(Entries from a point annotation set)
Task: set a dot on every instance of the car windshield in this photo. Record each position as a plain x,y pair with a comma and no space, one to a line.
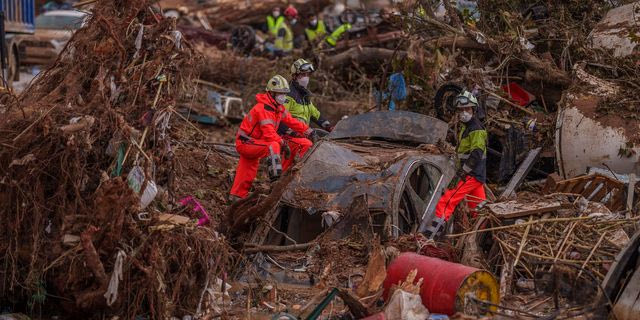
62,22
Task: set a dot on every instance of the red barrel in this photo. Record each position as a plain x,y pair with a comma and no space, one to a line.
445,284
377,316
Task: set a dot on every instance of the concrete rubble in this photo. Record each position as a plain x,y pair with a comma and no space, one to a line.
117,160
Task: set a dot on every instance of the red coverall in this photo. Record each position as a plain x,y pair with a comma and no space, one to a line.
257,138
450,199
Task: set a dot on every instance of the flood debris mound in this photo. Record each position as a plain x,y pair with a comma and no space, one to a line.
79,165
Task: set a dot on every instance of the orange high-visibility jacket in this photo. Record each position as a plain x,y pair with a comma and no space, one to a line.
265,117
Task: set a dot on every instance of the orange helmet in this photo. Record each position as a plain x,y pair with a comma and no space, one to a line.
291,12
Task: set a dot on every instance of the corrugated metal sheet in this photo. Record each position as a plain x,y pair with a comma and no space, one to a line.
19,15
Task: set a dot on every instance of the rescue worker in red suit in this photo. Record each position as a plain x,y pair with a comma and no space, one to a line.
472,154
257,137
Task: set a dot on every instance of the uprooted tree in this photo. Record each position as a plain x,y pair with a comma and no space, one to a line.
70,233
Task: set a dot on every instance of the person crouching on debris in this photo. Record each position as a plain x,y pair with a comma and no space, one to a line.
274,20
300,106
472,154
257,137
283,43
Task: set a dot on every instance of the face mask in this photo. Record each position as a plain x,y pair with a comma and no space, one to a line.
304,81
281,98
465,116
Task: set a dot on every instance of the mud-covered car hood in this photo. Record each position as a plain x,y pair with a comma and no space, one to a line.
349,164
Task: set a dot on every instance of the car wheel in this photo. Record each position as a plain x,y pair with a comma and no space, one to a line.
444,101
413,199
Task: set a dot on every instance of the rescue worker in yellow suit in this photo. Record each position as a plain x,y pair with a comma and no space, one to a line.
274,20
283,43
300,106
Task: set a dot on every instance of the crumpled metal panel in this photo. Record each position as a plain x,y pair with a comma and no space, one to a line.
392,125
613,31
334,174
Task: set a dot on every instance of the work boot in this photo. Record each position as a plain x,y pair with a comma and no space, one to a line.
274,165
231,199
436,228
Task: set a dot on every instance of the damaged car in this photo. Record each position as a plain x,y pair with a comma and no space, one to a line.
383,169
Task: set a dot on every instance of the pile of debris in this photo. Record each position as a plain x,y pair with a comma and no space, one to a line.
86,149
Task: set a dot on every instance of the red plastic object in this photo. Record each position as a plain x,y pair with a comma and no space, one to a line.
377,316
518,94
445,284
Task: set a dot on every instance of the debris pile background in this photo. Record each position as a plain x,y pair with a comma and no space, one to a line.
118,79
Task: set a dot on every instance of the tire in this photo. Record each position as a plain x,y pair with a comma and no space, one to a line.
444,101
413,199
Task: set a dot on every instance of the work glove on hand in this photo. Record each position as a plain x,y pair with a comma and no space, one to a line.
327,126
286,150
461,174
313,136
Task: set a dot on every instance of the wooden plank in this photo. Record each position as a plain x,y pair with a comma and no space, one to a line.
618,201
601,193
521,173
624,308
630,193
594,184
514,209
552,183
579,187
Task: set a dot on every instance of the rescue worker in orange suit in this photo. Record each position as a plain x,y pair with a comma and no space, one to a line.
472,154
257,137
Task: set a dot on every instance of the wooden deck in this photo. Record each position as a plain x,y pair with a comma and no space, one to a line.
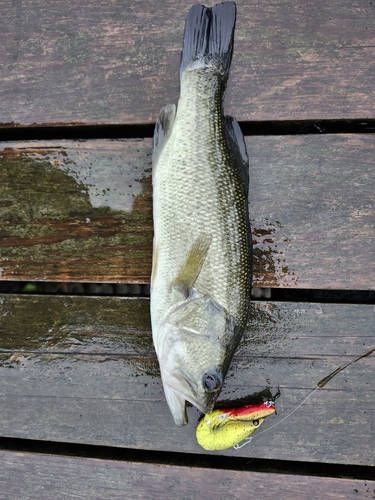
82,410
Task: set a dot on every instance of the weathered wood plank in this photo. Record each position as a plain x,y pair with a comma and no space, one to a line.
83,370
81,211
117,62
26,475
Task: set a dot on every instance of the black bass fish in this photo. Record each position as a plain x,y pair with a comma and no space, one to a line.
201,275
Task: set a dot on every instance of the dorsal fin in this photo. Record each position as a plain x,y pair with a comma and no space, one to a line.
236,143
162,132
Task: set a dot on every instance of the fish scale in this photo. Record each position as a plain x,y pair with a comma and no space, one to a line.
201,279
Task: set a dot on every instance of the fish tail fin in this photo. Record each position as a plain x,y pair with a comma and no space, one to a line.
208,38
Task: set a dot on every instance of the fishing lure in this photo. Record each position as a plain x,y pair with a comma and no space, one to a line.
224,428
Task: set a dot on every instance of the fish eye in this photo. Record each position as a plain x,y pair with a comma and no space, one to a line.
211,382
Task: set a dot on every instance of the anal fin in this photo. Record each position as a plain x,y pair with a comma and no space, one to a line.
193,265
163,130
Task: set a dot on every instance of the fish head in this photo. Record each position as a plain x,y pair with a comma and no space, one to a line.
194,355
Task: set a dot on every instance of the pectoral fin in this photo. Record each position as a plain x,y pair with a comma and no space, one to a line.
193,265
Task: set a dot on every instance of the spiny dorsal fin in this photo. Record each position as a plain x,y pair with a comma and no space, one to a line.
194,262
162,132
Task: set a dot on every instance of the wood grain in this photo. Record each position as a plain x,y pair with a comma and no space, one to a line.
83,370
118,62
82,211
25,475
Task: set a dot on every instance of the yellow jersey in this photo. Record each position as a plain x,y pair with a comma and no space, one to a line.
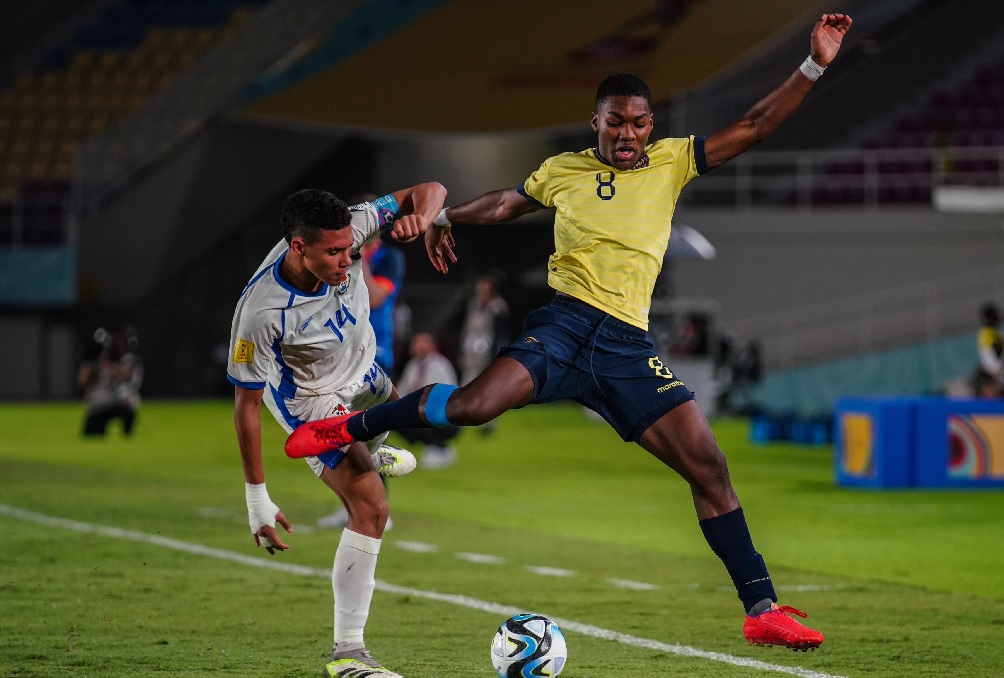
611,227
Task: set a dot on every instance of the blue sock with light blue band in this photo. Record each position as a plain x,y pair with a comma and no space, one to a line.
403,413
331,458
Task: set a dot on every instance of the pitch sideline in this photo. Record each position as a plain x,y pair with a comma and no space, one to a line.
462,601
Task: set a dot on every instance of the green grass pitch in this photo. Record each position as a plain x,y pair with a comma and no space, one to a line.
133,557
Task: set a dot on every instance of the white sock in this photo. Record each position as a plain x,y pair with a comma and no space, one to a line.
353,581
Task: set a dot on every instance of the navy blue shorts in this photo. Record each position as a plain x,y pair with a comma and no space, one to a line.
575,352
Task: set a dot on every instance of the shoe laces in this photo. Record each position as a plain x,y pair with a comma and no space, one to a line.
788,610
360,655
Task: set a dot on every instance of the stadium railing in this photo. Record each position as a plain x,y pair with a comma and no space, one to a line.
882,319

GOAL:
Please go through all of the material and swap "set a dot" for "place a marker", leaving everything else unchanged. Leave the pictures out of your answer.

EXERCISE RESULT:
Task: place a marker on every instance of the car windshield in this photo. Record each position as a plain x,y pair with a comma and no space, one to a line.
62,22
Task: place a marker on every instance of the red barrel in this photo. Record each position as a plain x,y pair with a comma and no space, one to a line.
445,284
377,316
Task: place a marker on every instance of the concrete rubble in this photo. Record each position as a plain x,y pair with a comma and no space, one to a line.
117,160
Task: place a marker on every instance of the red coverall in this photo. Record each position as a plain x,y pair with a comma and no space, one to a line.
257,138
450,199
Task: place a marker on every instance of the flood debris mound in this photo. Record each position as a plain x,y pair with a comma and no space, one to a line.
79,165
Task: place a marker on every instance of the orange high-visibility jacket in this photo. Record each position as a plain x,y pair with a comma and no space, one to a line.
265,117
Task: place a marker on every instance of the orange helmet in this photo. Record each position as a plain x,y pair with a comma and no space, one to a line.
291,12
Task: place a marker on every instance of the corrugated metal sheet in this photo. Record each position as a plain x,y pair with a comma and no space, one to a line.
19,15
Task: place a marker on every instance of the rescue worker in red suit in this photo. Record each position as a plain x,y pair with a comma and no space, one to a line.
472,154
257,137
Task: place a marker on every instance of the uprooted tree in this photo. Record each position as a plain x,y pair with a comma and no space, one to a line.
70,233
Task: place a marker on every instance of the person crouching on debris in this photo. Record each position as a plain x,y pair with a comma and no space, one to a line.
274,20
300,106
472,154
257,137
283,43
Task: place a marker on every instance of the face mask in this photo. Record each position as a plain x,y pair with a comma and no space, one to a line.
304,81
281,98
465,116
Task: place a marker on every instance of the mud-covered car hood in this photo. Record each position as a plain x,y pair with a comma and no space, one to a line.
349,164
Task: place a marker on every instance of the car wheel in this photo. Record each position as a plain x,y pair with a comma and no space, one to a line.
444,101
413,199
Task: place a marker on every instance of the rescue worker in yellow suit in this photo. Record each position as a plain x,y pair with a comma and no space, one to a line.
274,20
283,43
300,106
Task: place a marker on every instance of the crumpled metal panel in this photo. Record each position as a plain x,y pair with a comma and no space, one to a line.
392,125
613,31
334,174
Task: place a marker on every instance of the work boot in this photo. Record each position as a plain x,y pair with a comma and no space, one to a line.
274,165
231,199
436,228
Task: place a marker on every instance of the damaged car in this photo. Record each position as a plain x,y pair with a comma and no space, one to a line.
383,169
Task: place a marker on every instance of the pile of debris in this photo. Record each position as a plain x,y pair with a comma and no space, one to a line.
86,149
Task: place a marker on every instance of the red plastic object in this photo. Record each position as a plain x,y pair with a comma and no space, one to a line.
377,316
518,94
445,284
Task: place a marker on every instance of the debris pile background in this photo. Record each position as a plain x,y pair with a comma and no space, one to a line.
118,79
Task: place a marker on every instance of the tire in this photo. Record each position as a plain x,y pair with a comma and no space, one to a line.
444,101
413,199
Task: place a marker on every instance of the work glove on hand in this photo. Record each position as a plain x,y pair with a comma and no space, one to a line.
327,126
286,150
461,174
313,136
Task: place a marker on every instance of the wooden plank in this photo. Record each position as a plain x,y pair with a comma and no space, one to a line.
618,201
601,193
521,173
624,308
630,193
594,184
514,209
552,183
579,187
Task: place a marker on every instance of the rescue worker in orange suit in this photo. Record each position as a plain x,y pair with a comma and no space, one to a line.
472,154
257,137
Task: place a marker on every instance of the wooden deck in this photo. Record each position as a plain x,y pair with a comma and no space, one to a line.
82,410
Task: place a marker on every instance of the weathered wood plank in this photo. Record each position as a plain x,y pair with a comma and no space, one to a line.
83,370
81,211
117,62
26,475
Task: place a marker on every instance of the black bass fish in this photo. Record each position as a plain x,y pair with a comma and no space, one to a line.
201,275
Task: place a marker on every instance of the dorsal fin in this photo. Record each position as a plain x,y pair with a comma and no space, one to a line.
236,143
162,132
Task: place a marker on every instance of the fish scale in this photo. Record each position as a plain x,y pair with a comma and no space, one to a line.
201,279
Task: place a marker on every instance of the fish tail fin in this photo. Record each position as a plain x,y pair with a comma and no space, one to a line.
208,38
Task: place a marker on every instance of the fishing lure in this photo. Record each position as a plain x,y pair with a comma and no space, one to a line.
224,428
Task: place a marker on every instance of the fish eye in this photo. Record each position as a plain x,y pair with a comma and no space, one to a line.
211,382
Task: place a marker on every instance of the anal fin in this photo. Record each position as a plain x,y pair with a comma and no space, one to a line.
193,265
163,130
Task: place a marker on every instance of the fish head in this photo. Record each position as a plain x,y pair with a comma and no space, one to a line.
194,355
Task: place a marker on every instance of the pectoral fin in this photo. Record each position as a plain x,y pair with a comma and no space, one to a line.
193,265
Task: place a marker on every instance of the spiny dorsal fin in this photo. Record each position as a plain x,y pair with a comma and no space, one to a line.
194,262
162,132
Task: place a marker on every instance of the wood grain in this photo. Record each position as a plain x,y pair with a comma and no space, one to a line.
83,370
118,62
82,211
25,475
Task: place a marker on every instance of the yellow jersey in this photo. Record each position as a plain x,y pair with a comma and no space, one to a line.
611,227
Task: place a marker on every instance of the blue sock with light blue band in this photo. Record each position as a plain x,y pair with a comma and no space, one to a line.
403,413
331,458
Task: place a marker on every instance of the pitch sideline in this photo. Record each position as a plain x,y pair with a comma and no space, one to a line.
462,601
Task: place a marker on every instance of the green grass pitch in this photo. Record each position as a plain x,y pair with a comma and no space, one to a line.
133,557
Task: place a marker on every instance of the white sock in this photo. Record each position as a plain x,y pair with a comma and no space, one to a line.
353,581
Task: place a marker on every instance of the navy blue shorts in this photo. Record each position as a plain x,y pair with a comma and no space, one to a line.
575,352
Task: place a marker on every instance of the shoe laces in this photo. Record each position as a plain x,y pair with a comma and no space, one to a line.
788,610
360,655
Task: place a marker on every instance of the stadium railing in this photo. Record each position as a plain x,y pair with a comma and no space, one to a line.
882,319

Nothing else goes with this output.